▶ [DATA FOR PROCESSING]:
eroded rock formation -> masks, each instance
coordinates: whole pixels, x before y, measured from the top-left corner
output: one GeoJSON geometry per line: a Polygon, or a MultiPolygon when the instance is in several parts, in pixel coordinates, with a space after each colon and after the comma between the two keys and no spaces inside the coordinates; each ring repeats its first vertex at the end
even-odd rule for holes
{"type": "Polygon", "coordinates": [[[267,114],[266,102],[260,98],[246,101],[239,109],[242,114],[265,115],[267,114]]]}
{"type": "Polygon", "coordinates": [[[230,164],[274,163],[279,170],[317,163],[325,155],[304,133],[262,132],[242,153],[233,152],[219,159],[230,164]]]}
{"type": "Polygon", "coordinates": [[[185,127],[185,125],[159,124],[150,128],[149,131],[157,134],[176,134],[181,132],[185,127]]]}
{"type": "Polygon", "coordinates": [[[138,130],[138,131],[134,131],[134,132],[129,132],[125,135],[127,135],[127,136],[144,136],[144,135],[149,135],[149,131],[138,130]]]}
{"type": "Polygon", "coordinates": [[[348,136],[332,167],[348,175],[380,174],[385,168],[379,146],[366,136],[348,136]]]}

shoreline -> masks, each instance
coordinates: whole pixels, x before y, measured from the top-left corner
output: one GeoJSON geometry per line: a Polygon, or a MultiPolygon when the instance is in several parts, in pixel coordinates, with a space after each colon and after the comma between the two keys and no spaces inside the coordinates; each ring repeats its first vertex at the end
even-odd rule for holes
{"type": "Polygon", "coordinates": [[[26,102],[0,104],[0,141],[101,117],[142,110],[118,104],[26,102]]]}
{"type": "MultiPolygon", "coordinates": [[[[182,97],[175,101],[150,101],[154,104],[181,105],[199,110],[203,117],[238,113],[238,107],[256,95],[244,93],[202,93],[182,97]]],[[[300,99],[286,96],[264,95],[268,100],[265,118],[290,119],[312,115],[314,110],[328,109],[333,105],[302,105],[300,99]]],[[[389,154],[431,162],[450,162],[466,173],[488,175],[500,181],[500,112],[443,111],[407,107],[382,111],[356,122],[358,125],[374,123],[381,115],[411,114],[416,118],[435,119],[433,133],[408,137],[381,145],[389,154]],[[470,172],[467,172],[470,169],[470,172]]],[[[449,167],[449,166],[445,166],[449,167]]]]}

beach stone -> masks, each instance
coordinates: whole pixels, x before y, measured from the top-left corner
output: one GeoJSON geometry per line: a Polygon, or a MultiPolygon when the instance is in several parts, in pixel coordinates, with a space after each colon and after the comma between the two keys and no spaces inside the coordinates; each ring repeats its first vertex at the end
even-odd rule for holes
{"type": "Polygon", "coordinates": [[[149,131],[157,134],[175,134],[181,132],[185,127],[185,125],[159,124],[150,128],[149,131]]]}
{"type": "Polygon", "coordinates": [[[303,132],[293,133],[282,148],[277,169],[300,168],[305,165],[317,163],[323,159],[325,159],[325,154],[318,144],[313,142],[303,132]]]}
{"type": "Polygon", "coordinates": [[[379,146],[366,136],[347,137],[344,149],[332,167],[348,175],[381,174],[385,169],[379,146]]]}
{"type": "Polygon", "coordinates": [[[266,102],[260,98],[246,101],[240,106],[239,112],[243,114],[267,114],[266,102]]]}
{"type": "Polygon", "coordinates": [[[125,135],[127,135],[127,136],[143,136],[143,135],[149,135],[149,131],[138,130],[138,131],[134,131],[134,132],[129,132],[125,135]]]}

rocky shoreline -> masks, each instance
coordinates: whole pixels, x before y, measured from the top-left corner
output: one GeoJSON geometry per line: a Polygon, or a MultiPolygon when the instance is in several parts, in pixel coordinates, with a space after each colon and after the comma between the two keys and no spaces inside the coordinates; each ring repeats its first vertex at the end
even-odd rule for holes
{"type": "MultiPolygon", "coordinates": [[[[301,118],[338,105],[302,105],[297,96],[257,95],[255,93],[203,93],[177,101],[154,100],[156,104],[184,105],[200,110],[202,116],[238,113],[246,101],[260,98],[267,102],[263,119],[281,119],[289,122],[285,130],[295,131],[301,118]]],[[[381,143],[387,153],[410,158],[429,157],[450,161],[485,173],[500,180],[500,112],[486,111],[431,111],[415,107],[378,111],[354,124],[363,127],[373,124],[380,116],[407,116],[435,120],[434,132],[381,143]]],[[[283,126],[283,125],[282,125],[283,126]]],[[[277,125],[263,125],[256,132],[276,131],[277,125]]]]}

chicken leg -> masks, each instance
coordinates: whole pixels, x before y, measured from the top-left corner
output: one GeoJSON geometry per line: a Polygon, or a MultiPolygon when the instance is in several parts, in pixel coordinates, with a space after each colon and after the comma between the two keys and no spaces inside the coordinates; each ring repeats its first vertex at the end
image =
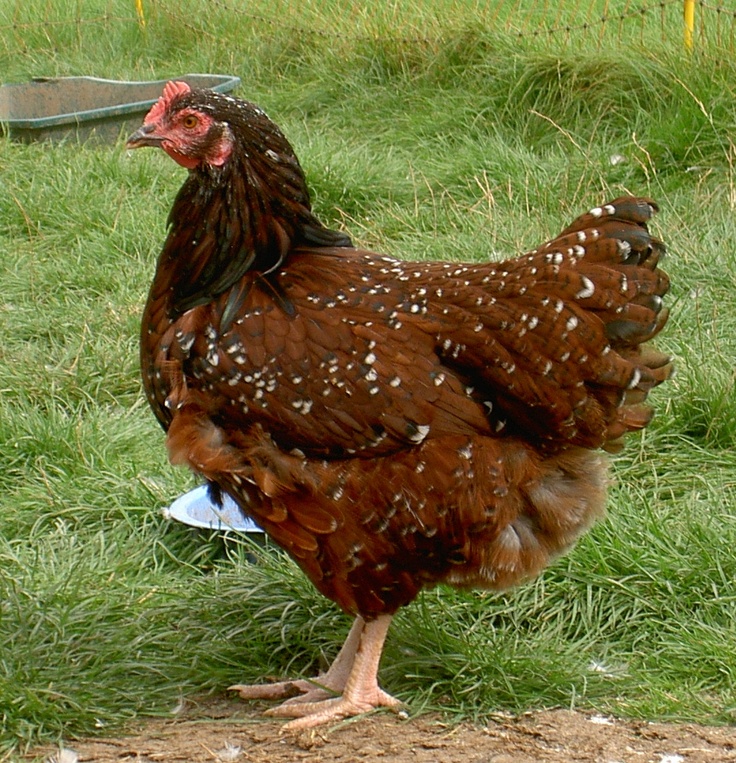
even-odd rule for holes
{"type": "Polygon", "coordinates": [[[378,686],[378,663],[391,618],[381,615],[366,622],[357,617],[329,670],[315,679],[237,684],[230,689],[243,699],[281,699],[301,692],[267,713],[295,717],[284,727],[287,730],[312,728],[375,707],[399,707],[401,702],[378,686]],[[339,696],[330,696],[333,693],[339,696]]]}

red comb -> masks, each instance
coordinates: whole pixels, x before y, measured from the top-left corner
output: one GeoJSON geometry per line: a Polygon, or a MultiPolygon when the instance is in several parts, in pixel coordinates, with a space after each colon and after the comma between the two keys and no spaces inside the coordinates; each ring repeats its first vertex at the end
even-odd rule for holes
{"type": "Polygon", "coordinates": [[[191,90],[192,88],[186,82],[174,82],[173,80],[167,82],[164,85],[163,95],[151,106],[150,111],[143,120],[143,124],[147,125],[149,122],[155,122],[160,119],[174,98],[189,93],[191,90]]]}

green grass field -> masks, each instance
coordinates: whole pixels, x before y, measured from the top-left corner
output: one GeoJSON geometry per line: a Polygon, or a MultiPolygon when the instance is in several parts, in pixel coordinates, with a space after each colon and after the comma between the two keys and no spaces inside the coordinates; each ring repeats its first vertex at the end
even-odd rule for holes
{"type": "MultiPolygon", "coordinates": [[[[424,594],[392,627],[385,687],[451,718],[565,706],[736,722],[736,54],[688,58],[659,21],[651,39],[639,22],[633,39],[520,38],[473,3],[228,5],[205,18],[146,3],[141,29],[132,0],[85,3],[78,24],[61,0],[7,0],[0,71],[238,75],[290,137],[324,220],[406,258],[520,253],[624,192],[662,208],[660,345],[678,374],[615,459],[608,519],[519,590],[424,594]]],[[[169,466],[142,400],[137,332],[182,180],[122,142],[0,140],[8,757],[171,713],[182,695],[307,674],[347,631],[280,553],[161,515],[196,481],[169,466]]]]}

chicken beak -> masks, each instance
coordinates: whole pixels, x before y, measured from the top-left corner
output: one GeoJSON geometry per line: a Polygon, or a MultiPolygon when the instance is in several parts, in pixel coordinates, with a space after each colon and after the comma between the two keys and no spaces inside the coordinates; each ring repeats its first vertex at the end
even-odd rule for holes
{"type": "Polygon", "coordinates": [[[163,138],[152,133],[156,129],[153,124],[144,124],[139,127],[125,142],[126,148],[143,148],[144,146],[158,146],[161,148],[163,138]]]}

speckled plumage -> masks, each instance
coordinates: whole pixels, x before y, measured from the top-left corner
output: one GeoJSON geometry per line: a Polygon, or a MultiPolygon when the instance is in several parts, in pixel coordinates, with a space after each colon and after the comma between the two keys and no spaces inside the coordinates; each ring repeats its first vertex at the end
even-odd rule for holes
{"type": "Polygon", "coordinates": [[[654,202],[596,207],[517,259],[404,262],[314,218],[257,107],[175,88],[154,109],[131,145],[174,136],[190,169],[141,335],[172,462],[368,622],[567,550],[603,513],[601,450],[646,426],[671,370],[644,344],[667,316],[654,202]]]}

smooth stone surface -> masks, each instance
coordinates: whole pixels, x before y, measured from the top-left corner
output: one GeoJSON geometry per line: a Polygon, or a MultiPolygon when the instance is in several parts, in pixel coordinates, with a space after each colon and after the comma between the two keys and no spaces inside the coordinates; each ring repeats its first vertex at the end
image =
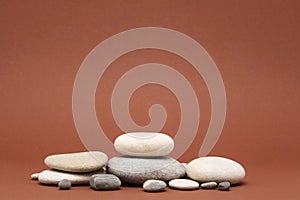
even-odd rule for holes
{"type": "Polygon", "coordinates": [[[31,174],[31,179],[32,179],[32,180],[38,180],[39,174],[40,174],[40,173],[33,173],[33,174],[31,174]]]}
{"type": "Polygon", "coordinates": [[[187,168],[187,164],[186,164],[186,163],[181,163],[181,164],[182,164],[182,166],[184,167],[184,169],[187,168]]]}
{"type": "Polygon", "coordinates": [[[63,179],[59,181],[58,187],[60,190],[69,190],[71,189],[71,181],[69,181],[68,179],[63,179]]]}
{"type": "Polygon", "coordinates": [[[45,158],[45,164],[66,172],[92,172],[101,169],[108,157],[99,151],[56,154],[45,158]]]}
{"type": "Polygon", "coordinates": [[[230,183],[228,181],[221,182],[218,185],[218,190],[227,191],[230,188],[230,183]]]}
{"type": "Polygon", "coordinates": [[[216,183],[216,182],[207,182],[207,183],[201,184],[202,189],[215,189],[217,186],[218,186],[218,183],[216,183]]]}
{"type": "Polygon", "coordinates": [[[169,187],[179,190],[195,190],[199,188],[199,183],[189,179],[174,179],[169,182],[169,187]]]}
{"type": "Polygon", "coordinates": [[[89,180],[94,174],[101,174],[102,171],[91,173],[68,173],[57,170],[44,170],[39,174],[39,182],[46,185],[58,184],[63,179],[68,179],[72,184],[89,184],[89,180]]]}
{"type": "Polygon", "coordinates": [[[147,180],[143,184],[143,189],[146,192],[161,192],[164,191],[167,184],[161,180],[147,180]]]}
{"type": "Polygon", "coordinates": [[[245,177],[244,168],[237,162],[215,156],[200,157],[192,160],[186,169],[189,178],[199,182],[240,183],[245,177]]]}
{"type": "Polygon", "coordinates": [[[95,190],[116,190],[121,186],[121,180],[113,174],[93,175],[90,186],[95,190]]]}
{"type": "Polygon", "coordinates": [[[117,137],[115,149],[129,156],[166,156],[174,148],[173,139],[163,133],[134,132],[117,137]]]}
{"type": "Polygon", "coordinates": [[[113,157],[108,161],[107,173],[114,174],[122,182],[143,184],[150,179],[169,181],[185,176],[184,167],[170,157],[113,157]]]}

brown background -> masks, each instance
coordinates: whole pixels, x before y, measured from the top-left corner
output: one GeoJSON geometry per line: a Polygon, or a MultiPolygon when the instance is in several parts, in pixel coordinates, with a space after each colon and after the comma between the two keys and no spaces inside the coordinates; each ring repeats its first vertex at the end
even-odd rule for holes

▶ [EXERCISE GOAL]: Each line in the material above that mentions the word "stone" must be copied.

▶ [RESULT OF THE EXERCISE]:
beach stone -> masks, each instance
smooth stone surface -> masks, each instance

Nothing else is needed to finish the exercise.